DATASET ENTRIES:
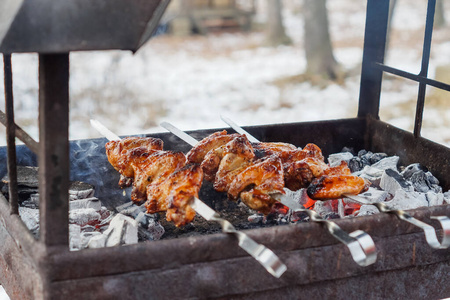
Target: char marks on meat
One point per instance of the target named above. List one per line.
(174, 193)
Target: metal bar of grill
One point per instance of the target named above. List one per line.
(21, 135)
(54, 148)
(424, 70)
(411, 76)
(374, 49)
(10, 136)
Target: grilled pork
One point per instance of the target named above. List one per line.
(155, 168)
(174, 193)
(121, 153)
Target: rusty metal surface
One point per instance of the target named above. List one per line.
(214, 266)
(384, 137)
(48, 26)
(21, 134)
(10, 135)
(315, 266)
(54, 148)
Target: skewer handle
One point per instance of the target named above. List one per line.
(239, 129)
(266, 257)
(261, 253)
(360, 244)
(429, 231)
(179, 133)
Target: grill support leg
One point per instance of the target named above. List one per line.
(53, 155)
(10, 135)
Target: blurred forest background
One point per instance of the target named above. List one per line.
(257, 61)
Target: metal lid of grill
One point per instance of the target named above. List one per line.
(47, 26)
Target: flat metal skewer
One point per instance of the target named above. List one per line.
(430, 231)
(360, 244)
(266, 257)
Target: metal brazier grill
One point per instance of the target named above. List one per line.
(208, 265)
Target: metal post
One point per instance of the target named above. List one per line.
(54, 148)
(374, 49)
(424, 70)
(10, 136)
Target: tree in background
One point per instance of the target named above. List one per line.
(439, 17)
(319, 52)
(275, 32)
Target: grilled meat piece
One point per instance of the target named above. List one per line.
(174, 193)
(213, 141)
(263, 177)
(267, 149)
(333, 187)
(237, 156)
(121, 153)
(211, 162)
(155, 168)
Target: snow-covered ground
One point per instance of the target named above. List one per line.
(191, 81)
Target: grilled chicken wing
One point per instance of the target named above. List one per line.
(121, 153)
(263, 177)
(213, 141)
(237, 156)
(334, 187)
(155, 168)
(174, 194)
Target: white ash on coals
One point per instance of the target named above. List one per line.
(91, 225)
(400, 188)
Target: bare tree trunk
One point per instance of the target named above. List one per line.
(318, 49)
(439, 17)
(276, 34)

PROBLEM STATEMENT: Render the listing above as a Markdown table with the columns Row and Line, numbering each row and leaving out blank lines. Omit the picture from the table.

CORRECT RESULT:
| Row | Line |
|---|---|
| 1 | Target: char marks on meat |
| 2 | One point per instance of the target named above. List one per line. |
| 3 | (174, 193) |
| 4 | Target: metal bar of grill |
| 5 | One point per instance of the target named above. List one per line. |
| 6 | (21, 135) |
| 7 | (54, 148) |
| 8 | (424, 70) |
| 9 | (411, 76) |
| 10 | (374, 49) |
| 11 | (10, 136) |
| 12 | Target: grilled pork |
| 13 | One point per instance of the target named above. List one per line. |
| 14 | (155, 168) |
| 15 | (174, 193) |
| 16 | (121, 153) |
| 17 | Target: rusty metal surface |
| 18 | One point per instance of the target named above. List one per line. |
| 19 | (214, 266) |
| 20 | (384, 137) |
| 21 | (48, 26) |
| 22 | (21, 134) |
| 23 | (10, 135) |
| 24 | (315, 266) |
| 25 | (54, 148) |
| 26 | Target: skewer handle |
| 27 | One point per instance of the target named above. List one per line. |
| 28 | (239, 129) |
| 29 | (266, 257) |
| 30 | (261, 253) |
| 31 | (360, 244) |
| 32 | (429, 231) |
| 33 | (179, 133) |
| 34 | Target: grill support leg |
| 35 | One point per instance of the target named above. List one per line. |
| 36 | (53, 155) |
| 37 | (10, 135) |
| 38 | Target: blurred forest background |
| 39 | One point per instance of the target named above. List one per line. |
| 40 | (257, 61) |
| 41 | Target: metal lid of grill |
| 42 | One point per instance of the target named above. List one per line. |
| 43 | (47, 26) |
| 44 | Target: flat metal skewer |
| 45 | One point per instance of the target named above. List one per line. |
| 46 | (430, 231) |
| 47 | (360, 244) |
| 48 | (266, 257) |
| 49 | Target: metal brazier grill |
| 50 | One point per instance of the target named above. List one per line. |
| 51 | (208, 265) |
| 52 | Target: metal post |
| 53 | One point per instance of the target named above. List one per line. |
| 54 | (54, 148) |
| 55 | (374, 49) |
| 56 | (424, 70) |
| 57 | (10, 136) |
| 58 | Target: tree in background |
| 59 | One point per instance of the target named above. List one per line. |
| 60 | (439, 17) |
| 61 | (319, 52) |
| 62 | (275, 32) |
| 63 | Target: grilled meat piece |
| 64 | One point per instance of the target named above. List one per line. |
| 65 | (174, 193) |
| 66 | (213, 141) |
| 67 | (263, 177) |
| 68 | (267, 149) |
| 69 | (333, 187) |
| 70 | (237, 156) |
| 71 | (121, 153) |
| 72 | (211, 162) |
| 73 | (155, 168) |
| 74 | Target: snow-covered ground |
| 75 | One point per instance of the target named above. List one per line. |
| 76 | (191, 81) |
| 77 | Target: grilled chicken wing |
| 78 | One point per instance of the target named above. List one per line. |
| 79 | (121, 153) |
| 80 | (263, 177) |
| 81 | (213, 141) |
| 82 | (237, 156) |
| 83 | (334, 187) |
| 84 | (155, 168) |
| 85 | (174, 194) |
| 86 | Target: white ash on coals |
| 87 | One point per instance of the target named above. List one per line. |
| 88 | (91, 225) |
| 89 | (400, 188) |
| 90 | Target: bare tree trunk |
| 91 | One point per instance of the target named above. List one per line. |
| 92 | (318, 49) |
| 93 | (439, 17) |
| 94 | (276, 34) |